STATED TASK ▸
Exactly reproduce the entries, dropping any pictures from your copy.

EXCERPTED RECORDS ▸
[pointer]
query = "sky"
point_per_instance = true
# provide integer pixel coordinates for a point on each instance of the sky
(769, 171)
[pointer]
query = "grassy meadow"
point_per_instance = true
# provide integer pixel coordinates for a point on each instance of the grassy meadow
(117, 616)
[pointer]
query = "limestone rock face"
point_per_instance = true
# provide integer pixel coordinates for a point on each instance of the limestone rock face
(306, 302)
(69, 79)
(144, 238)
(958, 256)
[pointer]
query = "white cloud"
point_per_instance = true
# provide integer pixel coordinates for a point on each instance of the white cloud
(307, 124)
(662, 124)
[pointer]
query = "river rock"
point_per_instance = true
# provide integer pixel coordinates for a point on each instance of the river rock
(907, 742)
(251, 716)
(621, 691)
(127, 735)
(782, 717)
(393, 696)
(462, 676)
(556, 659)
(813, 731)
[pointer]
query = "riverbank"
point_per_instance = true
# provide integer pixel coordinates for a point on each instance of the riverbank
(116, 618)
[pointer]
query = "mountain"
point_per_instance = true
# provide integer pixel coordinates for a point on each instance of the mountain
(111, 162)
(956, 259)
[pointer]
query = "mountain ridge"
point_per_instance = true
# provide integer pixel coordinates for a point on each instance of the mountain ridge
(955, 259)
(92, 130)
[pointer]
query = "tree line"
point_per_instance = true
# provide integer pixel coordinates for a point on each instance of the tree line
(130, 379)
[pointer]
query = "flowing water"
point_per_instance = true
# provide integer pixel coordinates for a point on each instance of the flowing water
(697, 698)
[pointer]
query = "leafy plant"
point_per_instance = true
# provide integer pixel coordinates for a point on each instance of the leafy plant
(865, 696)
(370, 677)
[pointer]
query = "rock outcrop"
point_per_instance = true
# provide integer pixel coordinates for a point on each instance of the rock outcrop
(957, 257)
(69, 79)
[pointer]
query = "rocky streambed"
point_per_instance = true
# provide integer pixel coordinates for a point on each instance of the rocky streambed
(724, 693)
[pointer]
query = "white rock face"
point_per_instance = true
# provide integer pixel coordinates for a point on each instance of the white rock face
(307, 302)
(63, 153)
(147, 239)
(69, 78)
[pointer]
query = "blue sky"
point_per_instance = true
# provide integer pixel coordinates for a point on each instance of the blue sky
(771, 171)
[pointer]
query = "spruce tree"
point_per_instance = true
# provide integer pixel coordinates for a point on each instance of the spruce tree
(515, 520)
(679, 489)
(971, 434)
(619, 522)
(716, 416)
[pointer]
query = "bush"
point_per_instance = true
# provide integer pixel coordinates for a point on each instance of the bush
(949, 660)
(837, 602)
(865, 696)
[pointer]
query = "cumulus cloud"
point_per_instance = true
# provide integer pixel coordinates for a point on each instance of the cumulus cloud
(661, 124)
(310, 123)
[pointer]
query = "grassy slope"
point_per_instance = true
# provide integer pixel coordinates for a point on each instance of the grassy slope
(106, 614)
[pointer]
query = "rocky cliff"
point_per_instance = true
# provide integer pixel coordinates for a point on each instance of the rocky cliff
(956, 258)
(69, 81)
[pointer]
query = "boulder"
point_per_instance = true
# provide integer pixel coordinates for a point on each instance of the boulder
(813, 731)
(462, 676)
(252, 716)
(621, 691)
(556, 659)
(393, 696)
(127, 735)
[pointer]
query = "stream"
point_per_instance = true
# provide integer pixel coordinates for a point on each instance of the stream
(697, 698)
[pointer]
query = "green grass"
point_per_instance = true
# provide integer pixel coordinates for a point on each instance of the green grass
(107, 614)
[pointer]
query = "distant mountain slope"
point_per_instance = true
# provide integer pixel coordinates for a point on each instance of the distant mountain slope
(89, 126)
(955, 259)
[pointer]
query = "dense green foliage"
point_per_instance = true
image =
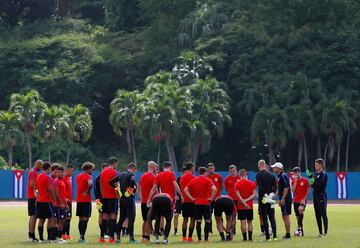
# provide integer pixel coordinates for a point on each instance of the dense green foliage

ANSWER TO THIS TASK ▸
[pointer]
query = "sky"
point_per_instance = true
# provide integer pixel coordinates for a point on each instance of the sky
(769, 171)
[pointer]
query = "grassy meadow"
point_per_instance = true
# provide integer pixel coordinates for a point on each instance of the grassy meadow
(117, 616)
[pointer]
query = "limestone rock face"
point_per_instance = true
# provide integer pixel coordinates for a point on each instance of the limestone rock face
(306, 302)
(69, 79)
(144, 238)
(958, 256)
[pointer]
query = "white cloud"
point_per_instance = true
# provide integer pixel coordinates for a point on each instance of the white cloud
(307, 124)
(662, 124)
[pointer]
query = "river rock"
point_per_instance = true
# provide integer pixel coordinates for a point on each instance of the river rock
(907, 742)
(251, 716)
(621, 691)
(127, 735)
(782, 717)
(393, 696)
(462, 676)
(556, 659)
(813, 731)
[pointer]
query = "riverbank"
point_per_instance = true
# provide integer pixel coordinates for a point on each instance of the riverbank
(116, 618)
[pointer]
query = "mountain"
point_per_instance = true
# provide integer pixel coordinates for a point on each instance of the mountain
(111, 162)
(956, 259)
[pointer]
query = "mountain ridge"
point_per_instance = true
# provide integer pixel coordinates for a point on each instance of the mountain ridge
(955, 259)
(92, 130)
[pointer]
query = "tree line"
point_per_instance = true
# provide integer pixel coordinates for a point on each instance of the tree line
(130, 379)
[pointer]
query = "flowing water"
point_per_instance = true
# provide integer pixel coordinates for a point on each instance of the flowing water
(697, 698)
[pointer]
query = "leafy plant"
point_per_instance = true
# provide integer pixel coordinates for a point on each instance of the leafy plant
(865, 696)
(370, 677)
[pointer]
query = "rock outcrop"
point_per_instance = true
# provide integer pixel coordinates for a point on each instance of the rock outcrop
(957, 257)
(69, 79)
[pointer]
query = "rocky streambed"
point_per_instance = true
# provide integer pixel coordinates for a point on each instance of the rocky streambed
(724, 693)
[pointer]
query = "white rock face"
point_per_instance = true
# provide integer pixel coordinates for a point on each instance of the white rock face
(307, 302)
(63, 153)
(147, 239)
(69, 78)
[pointer]
query = "blue sky"
point_per_instance = true
# provide integer pixel coordinates for a point on each instance of the blue sky
(771, 171)
[pointer]
query = "spruce tree"
point_per_instance = true
# provide integer pixel coordinates for a point on each instance of the spruce tree
(515, 520)
(679, 489)
(971, 434)
(619, 522)
(716, 416)
[pointer]
query = "bush"
point_per_instance = true
# provide integer pixel coordinates for a point on each instance of the bush
(949, 660)
(837, 602)
(865, 696)
[pointer]
query = "cumulus cloud"
point_per_instance = true
# provide integer pixel coordinates for a point on each instance of the cumulus cloud
(661, 124)
(310, 123)
[pointer]
query = "grassy slope"
point_per_instance = true
# provide integer pixel coordinates for a point on each instance of the grassy slope
(106, 614)
[pointer]
query = "rocky cliff"
point_per_instance = true
# provide integer pixel coordinates for a point on each instance of the rocky cliff
(956, 258)
(69, 81)
[pointer]
query = "boulder"
point_per_instance = true
# provide integer pixel coordinates for a point on each instance of the boulder
(813, 731)
(462, 676)
(252, 716)
(621, 691)
(556, 659)
(393, 696)
(127, 735)
[pointer]
query = "stream"
point_per_instance = true
# provide integer pixel coordinates for a point on each instance of the stream
(697, 698)
[pointer]
query = "green grass"
point_per_instance = true
# provide integer pixel coordinates for a point on each instance of the green grass
(107, 614)
[pointer]
query = "distant mountain slope"
point_per_instance = true
# provide integer pixel coordinates for a point on each instance of the distant mountain slope
(89, 126)
(955, 259)
[pointer]
query = "dense green foliage"
point_per_instance = true
image =
# provide integer pixel coordinates for a point on each instance of the dense green foliage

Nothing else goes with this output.